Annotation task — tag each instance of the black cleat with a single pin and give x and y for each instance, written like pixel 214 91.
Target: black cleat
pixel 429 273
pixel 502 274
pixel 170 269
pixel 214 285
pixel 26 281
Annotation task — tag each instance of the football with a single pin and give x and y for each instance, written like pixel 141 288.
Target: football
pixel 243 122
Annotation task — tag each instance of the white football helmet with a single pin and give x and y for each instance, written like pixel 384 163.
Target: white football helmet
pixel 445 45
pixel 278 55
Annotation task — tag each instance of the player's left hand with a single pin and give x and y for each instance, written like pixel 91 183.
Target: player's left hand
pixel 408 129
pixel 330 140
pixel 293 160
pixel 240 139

※ ※ ※

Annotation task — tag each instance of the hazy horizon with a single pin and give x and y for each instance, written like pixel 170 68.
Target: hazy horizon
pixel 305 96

※ ※ ※

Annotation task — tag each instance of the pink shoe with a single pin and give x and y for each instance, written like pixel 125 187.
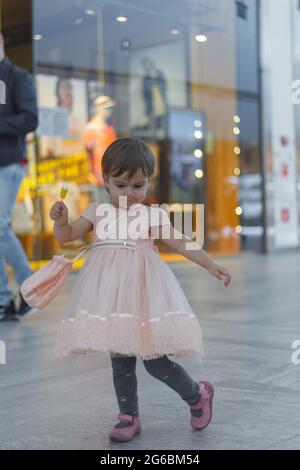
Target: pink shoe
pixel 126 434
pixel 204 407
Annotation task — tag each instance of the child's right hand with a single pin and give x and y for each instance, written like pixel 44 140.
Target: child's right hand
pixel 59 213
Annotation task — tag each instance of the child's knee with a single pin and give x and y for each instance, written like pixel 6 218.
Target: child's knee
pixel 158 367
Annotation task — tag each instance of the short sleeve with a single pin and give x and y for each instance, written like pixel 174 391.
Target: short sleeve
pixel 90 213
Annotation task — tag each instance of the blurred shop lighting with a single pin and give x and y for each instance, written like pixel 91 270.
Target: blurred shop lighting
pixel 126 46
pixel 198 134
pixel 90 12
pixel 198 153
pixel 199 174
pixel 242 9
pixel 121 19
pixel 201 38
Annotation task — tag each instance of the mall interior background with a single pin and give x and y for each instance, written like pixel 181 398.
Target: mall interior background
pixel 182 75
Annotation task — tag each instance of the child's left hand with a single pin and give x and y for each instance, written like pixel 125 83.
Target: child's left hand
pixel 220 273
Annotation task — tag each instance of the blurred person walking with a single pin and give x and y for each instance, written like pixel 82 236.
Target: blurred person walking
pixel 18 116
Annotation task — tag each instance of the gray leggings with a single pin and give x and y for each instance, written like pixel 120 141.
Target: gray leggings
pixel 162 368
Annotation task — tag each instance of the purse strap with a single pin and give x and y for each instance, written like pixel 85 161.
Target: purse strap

※ ※ ※

What to work on: Look back at the entries above and repeat, unchanged, every line from the line holding "Target: gray leggings" through the line holding "Target: purse strap".

Response to the exercise:
Target: gray leggings
pixel 162 368
Annotation task — tag each instance of the purse strap with a single pin and give x and y for each instance, written like pixel 85 161.
Target: purse strap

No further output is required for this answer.